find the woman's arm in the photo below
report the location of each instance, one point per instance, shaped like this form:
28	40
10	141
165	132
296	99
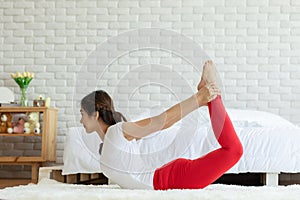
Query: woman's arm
169	117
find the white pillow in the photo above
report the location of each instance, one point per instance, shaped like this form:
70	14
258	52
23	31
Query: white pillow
81	152
258	118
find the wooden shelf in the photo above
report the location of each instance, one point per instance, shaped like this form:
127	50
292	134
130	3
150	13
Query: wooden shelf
25	109
21	134
48	116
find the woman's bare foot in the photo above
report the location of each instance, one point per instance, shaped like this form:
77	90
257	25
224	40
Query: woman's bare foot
209	75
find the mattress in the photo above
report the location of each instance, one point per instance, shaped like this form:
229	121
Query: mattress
271	144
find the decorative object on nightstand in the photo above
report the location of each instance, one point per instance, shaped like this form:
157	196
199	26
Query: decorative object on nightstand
47	137
23	81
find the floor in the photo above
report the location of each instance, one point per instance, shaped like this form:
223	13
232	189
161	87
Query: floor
13	182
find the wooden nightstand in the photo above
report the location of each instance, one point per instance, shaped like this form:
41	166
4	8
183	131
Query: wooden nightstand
48	120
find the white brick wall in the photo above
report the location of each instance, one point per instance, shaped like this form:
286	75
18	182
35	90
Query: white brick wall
256	46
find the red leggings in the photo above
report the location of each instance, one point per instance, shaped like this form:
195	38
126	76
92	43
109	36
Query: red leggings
199	173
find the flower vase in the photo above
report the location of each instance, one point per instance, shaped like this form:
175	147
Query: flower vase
23	97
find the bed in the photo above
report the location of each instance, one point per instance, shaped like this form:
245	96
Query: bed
271	145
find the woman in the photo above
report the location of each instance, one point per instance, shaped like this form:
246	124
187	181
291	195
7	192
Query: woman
119	138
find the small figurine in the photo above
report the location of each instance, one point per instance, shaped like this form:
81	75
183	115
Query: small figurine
5	123
33	124
18	126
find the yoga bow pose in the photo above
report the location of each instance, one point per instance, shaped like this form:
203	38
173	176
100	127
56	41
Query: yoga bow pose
119	140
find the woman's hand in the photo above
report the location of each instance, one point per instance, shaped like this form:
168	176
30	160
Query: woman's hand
207	93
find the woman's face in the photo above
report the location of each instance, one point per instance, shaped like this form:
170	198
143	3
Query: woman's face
90	123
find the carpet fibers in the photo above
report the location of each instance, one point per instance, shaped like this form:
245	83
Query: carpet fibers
50	189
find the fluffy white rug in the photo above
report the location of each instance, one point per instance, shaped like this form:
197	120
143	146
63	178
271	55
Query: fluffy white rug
50	189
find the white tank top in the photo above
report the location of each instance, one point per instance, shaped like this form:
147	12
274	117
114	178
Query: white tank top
131	164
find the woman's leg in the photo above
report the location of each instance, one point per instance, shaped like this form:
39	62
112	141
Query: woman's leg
198	173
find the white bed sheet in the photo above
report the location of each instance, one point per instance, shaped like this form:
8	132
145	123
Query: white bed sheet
271	145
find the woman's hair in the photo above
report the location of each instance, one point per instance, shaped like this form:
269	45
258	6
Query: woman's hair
99	101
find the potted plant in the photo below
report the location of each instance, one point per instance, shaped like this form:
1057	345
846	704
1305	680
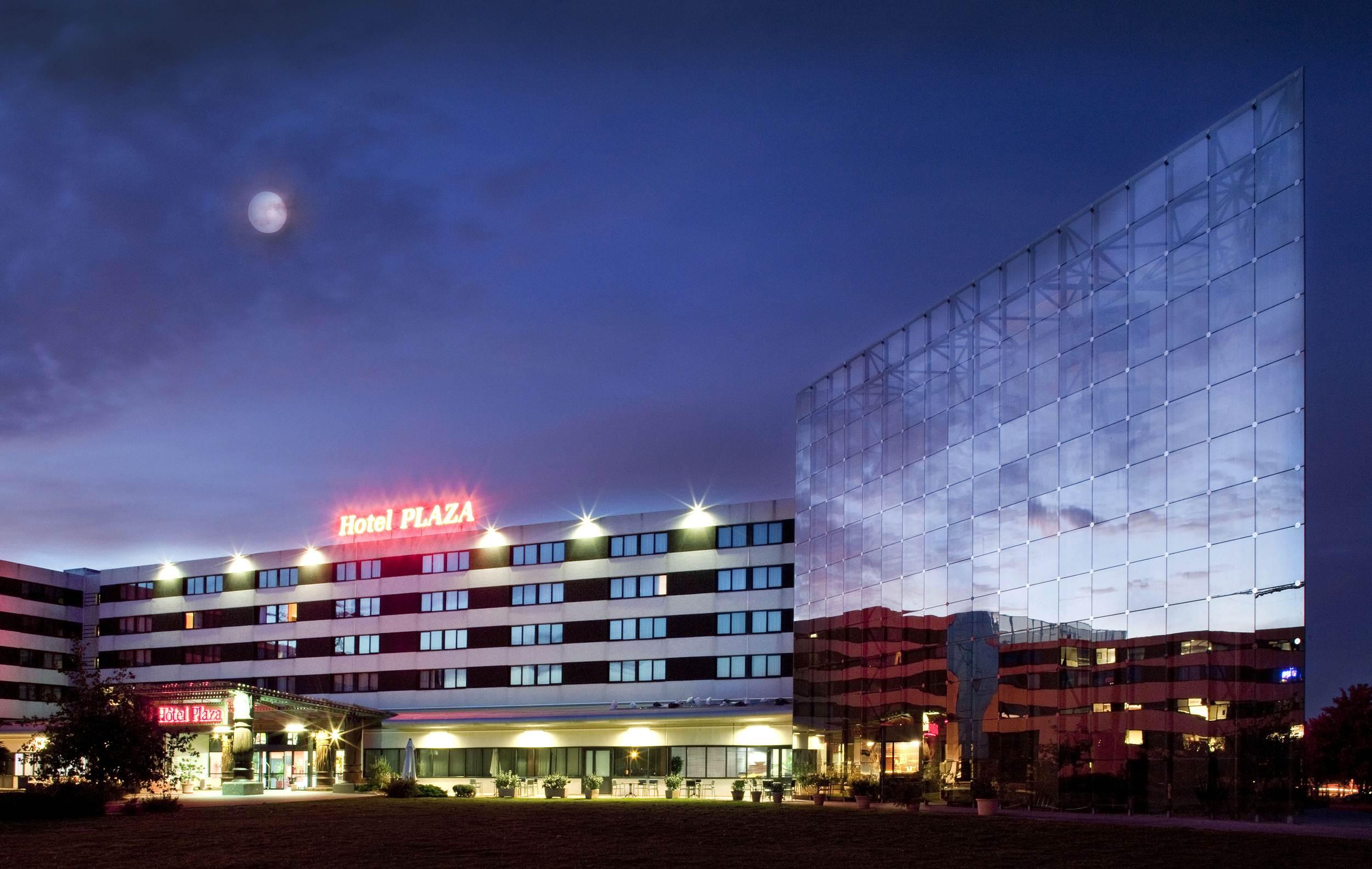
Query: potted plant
907	791
591	786
187	774
988	799
821	782
505	785
863	788
555	786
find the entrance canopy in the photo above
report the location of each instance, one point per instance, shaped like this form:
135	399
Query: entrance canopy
206	705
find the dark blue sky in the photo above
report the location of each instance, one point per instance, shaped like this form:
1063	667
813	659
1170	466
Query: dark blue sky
577	254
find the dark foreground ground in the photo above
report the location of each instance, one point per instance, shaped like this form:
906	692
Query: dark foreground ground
487	834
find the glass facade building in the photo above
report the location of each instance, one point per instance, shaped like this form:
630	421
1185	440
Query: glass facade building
1050	534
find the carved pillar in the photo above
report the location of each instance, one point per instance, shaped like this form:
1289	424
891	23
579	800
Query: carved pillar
323	760
350	739
242	736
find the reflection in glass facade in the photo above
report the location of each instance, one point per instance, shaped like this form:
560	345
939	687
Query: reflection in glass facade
1052	532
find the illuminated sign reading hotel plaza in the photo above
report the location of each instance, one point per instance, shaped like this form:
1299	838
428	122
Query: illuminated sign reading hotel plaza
191	714
452	513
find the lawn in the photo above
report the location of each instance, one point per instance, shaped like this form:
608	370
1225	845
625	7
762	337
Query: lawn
489	834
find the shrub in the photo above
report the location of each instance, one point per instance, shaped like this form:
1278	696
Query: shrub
66	799
862	786
161	804
984	788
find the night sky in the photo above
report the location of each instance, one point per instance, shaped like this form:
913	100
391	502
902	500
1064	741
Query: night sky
578	255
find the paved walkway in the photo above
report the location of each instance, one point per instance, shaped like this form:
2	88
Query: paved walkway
1315	823
215	798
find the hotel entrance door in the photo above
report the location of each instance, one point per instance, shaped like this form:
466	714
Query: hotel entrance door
286	769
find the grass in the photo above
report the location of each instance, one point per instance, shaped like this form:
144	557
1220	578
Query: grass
487	834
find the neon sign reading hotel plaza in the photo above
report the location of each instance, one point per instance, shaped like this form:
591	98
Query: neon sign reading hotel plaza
452	513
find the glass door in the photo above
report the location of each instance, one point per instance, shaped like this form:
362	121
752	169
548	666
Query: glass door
275	771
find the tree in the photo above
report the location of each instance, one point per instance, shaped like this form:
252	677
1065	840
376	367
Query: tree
105	735
1340	739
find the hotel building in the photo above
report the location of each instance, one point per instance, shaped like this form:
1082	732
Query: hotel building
1052	531
605	646
1049	534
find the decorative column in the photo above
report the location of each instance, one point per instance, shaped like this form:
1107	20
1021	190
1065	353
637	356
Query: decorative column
243	783
323	760
352	743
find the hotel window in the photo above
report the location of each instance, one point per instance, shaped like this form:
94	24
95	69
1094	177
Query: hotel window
355	608
276	683
766	622
733	580
542	592
638	670
758	534
283	578
446	562
276	613
732	667
204	619
536	635
271	650
349	683
538	554
437	641
135	657
537	675
440	601
204	584
767	578
364	645
201	654
449	678
638	586
136	591
638	545
732	623
649	628
136	624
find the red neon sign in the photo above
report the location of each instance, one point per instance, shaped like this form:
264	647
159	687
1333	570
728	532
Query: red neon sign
191	714
423	516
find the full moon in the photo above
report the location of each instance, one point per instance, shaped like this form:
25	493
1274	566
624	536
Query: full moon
267	213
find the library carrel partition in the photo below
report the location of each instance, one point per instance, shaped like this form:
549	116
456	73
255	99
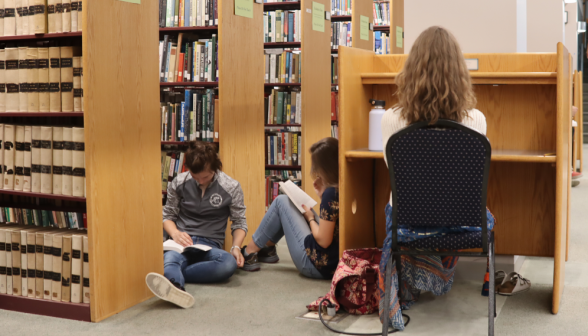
|---|
→ **PROBLEM STATEMENT**: Print every line of the data above word for word, but leave the pictures out.

→ **FINISHED EXERCISE**:
find the woman's arm in the photo below
report the location of each instance, one point per instance, shaped like this form:
28	40
10	141
165	132
296	99
Query: woman's arm
169	117
find the white pillow in the photo above
report the location of each instance, one point per instance, shaped like this form:
70	14
258	52
23	31
Query: white pillow
81	152
258	118
find the wooden shelf in the photo above
report the location of each instance, one point per instance, shaped like this form:
127	50
292	134
130	3
150	13
Query: wooden shelf
25	109
21	134
48	116
find the woman's bare foot in the photo above
report the location of each instance, one point per instance, shaped like this form:
77	90
257	25
224	40
Query: woman's bare foot
209	75
find the mattress in the photo above
report the location of each instance, one point per instance, shaped like this form:
229	121
Query: mattress
271	144
find the decorative object on nightstand in the photo above
report the location of each instance, one point per instance, shaped like this form:
157	196
199	26
Query: decorative object on nightstand
47	137
23	81
find the floor in the photo above
report the location of each instance, one point per instance, shaped like this form:
223	13
232	189
161	87
Query: floor
13	182
find the wooden nightstand in the photo above
report the location of each instance, one point per instance, shaped like this form:
41	166
4	8
183	131
Query: wooden nightstand
48	120
find the white brick wall in the photo above
report the location of each instance, one point per instance, shaped like this form:
286	75
18	182
35	90
Query: white brick wall
256	46
find the red leggings in the photo above
report the location of each instance, one point per instance, shaped like this form:
195	38
126	76
92	43
109	36
Query: red leggings
199	173
find the flower vase in the photo above
report the location of each instance, one point per instance, shaped like this form:
175	147
Query: flower vase
23	97
find the bed in the photo above
report the location of each instance, one point per instance, shaped like this form:
245	96
Query: bed
271	145
find the woman in the photo above
report the location of each instance, one point per instance, shaped like this form:
246	124
187	181
291	195
7	192
Query: woman
119	138
find the small figurine in the photo above
report the location of each instance, one point per instance, shaped like this form:
81	75
183	115
Query: small figurine
5	123
33	124
18	126
find the yoga bow pose in the photo above
report the location of each instance, one point per instance, shaped like this form:
203	38
173	176
100	127
56	41
Query: yoga bow pose
119	140
find the woman's hand in the photo above
report the location of each instance, one point per instance, shaped like this form:
168	176
30	160
Query: woman's hand
207	93
find the woman's face in the photo above
report the location of each instance, one point per instance, shaped like this form:
170	198
143	3
Query: woman's face
90	123
find the carpet fibers in the photo above
report the location of each instance, one point per instance, shaped like this form:
245	83
Query: carpet fibers
50	189
find the fluffy white rug in the photo above
report the location of each instance, one point per instance, shaped like this form:
197	120
143	146
63	178
271	55
Query: fluffy white rug
50	189
find the white tank top in the photo above
report the location of each instance, one point per instance, shaped like this form:
147	12
274	117
114	178
Query: white tank top
131	164
find the woman's leg in the photo above
report the location of each instance, one point per instance, shaped like this form:
39	62
112	141
Query: woman's leg
198	173
find the white bed sheet in the photo above
report the location of each instance, one point per instance, shaped like this form:
8	132
145	123
Query: white bed sheet
271	145
find the woman's hair in the photo above
report the location of each instance, one point per instance, shaped like this form:
269	45
258	6
Query: woman's hair
99	101
find the potted plant in the photo below
report the location of each instance, one point per instance, shaped like this form:
1057	345
846	704
1305	680
Query: potted plant
907	791
591	786
187	774
988	799
821	782
505	785
863	788
555	786
find the entrance canopy in the photo above
report the location of each instance, one point per instance, shaped like this form:
135	399
Query: entrance canopy
206	705
find the dark blue sky in the photo above
report the location of each instance, one point per instance, shaped like this form:
1063	667
813	659
1170	466
Query: dark blue sky
577	254
find the dark foreground ground in the photo above
report the location of each instance, one point per instance, shaped like this form:
906	692
Query: dark foreground ground
487	834
find the glass facade building in the photo above
report the location of each instance, one point per instance, shaped like this form:
630	421
1185	440
Query: glass facade building
1050	534
find the carved pillar in the photo above
report the location of each instance, one point per instance, shaped like this form:
1289	424
891	23
579	800
Query: carved pillar
323	760
350	739
242	736
find the reflection in glass facade in the photo above
report the location of each instance, one point per instance, shaped like this form:
560	345
939	687
Query: reflection in glass facade
1052	532
find the illuminated sign reading hotel plaza in the photo above
report the location of each instance, one point per instance, shaped like this form:
1299	838
428	122
Query: illuminated sign reading hotel plaza
191	714
452	513
find the lawn in the photo above
report the location of each instance, one point per instance, shaped like this form:
608	370
1225	845
625	7
762	337
Query: lawn
489	834
find the shrub in the photo above
report the location of each instance, one point per instance, shaped like this form:
1278	696
Query: shrub
66	799
862	786
161	804
984	788
find the night sky in the photo above
report the location of each instance, one point per instance, shaped like this form:
913	100
391	502
902	500
1064	741
Query: night sky
578	255
find the paved walkway in the photo above
report the location of each instance, one point per instance, shaped like this form:
2	88
Query: paved walkway
1315	823
215	798
find the hotel entrance door in the photo above
report the location of each instance, one point per instance, shaped like this form:
466	714
Query: hotel entrance door
286	769
find the grass in the photo above
report the location of each instance, one point per instance, shaped like this form:
144	557
1220	578
Query: grass
487	834
find the neon sign reading hotel plaza in the photo above
report the location of each instance, one point per instance, shaped like this form:
591	98
Query: neon sign reading hotel plaza
452	513
find the glass door in the photo above
report the location of each instance, one point per instance, shaped like this form:
362	121
752	169
548	666
Query: glass door
275	771
find the tree in the photo above
report the location of each instance, one point per instance, shaped like this form:
252	677
1065	840
376	367
Query: tree
105	735
1340	739
find the hotel building in the photo above
report the location of each instance, one point per instance, shaped like this form:
1082	732
Query: hotel building
1052	531
605	646
1049	534
find the decorative column in the photo above
report the location of each instance, one point per instance, shaped like this form:
1107	20
1021	190
1065	353
637	356
Query: decorative column
243	783
323	760
352	743
find the hotel window in the photo above
report the location of each instance, one point per instance, shaped like this form:
94	24
95	69
1094	177
Query: hotel window
355	608
276	683
766	622
733	580
542	592
638	670
758	534
283	578
446	562
276	613
732	667
204	619
536	635
271	650
349	683
538	554
437	641
135	657
537	675
440	601
204	584
767	578
364	645
201	654
449	678
638	586
136	591
638	545
732	623
649	628
136	624
find the red neon sign in the photo above
report the location of each instance, one point per instance, shaped like this form:
264	647
159	687
1333	570
728	532
Query: red neon sign
191	714
423	516
find the full moon in the photo above
report the location of each instance, one point per instance, shaped like this form:
25	493
1274	566
624	536
Query: full moon
267	213
find the library carrel partition in the photo below
report the location of each instance, one point per instance, shaped like this form:
549	116
456	73
255	99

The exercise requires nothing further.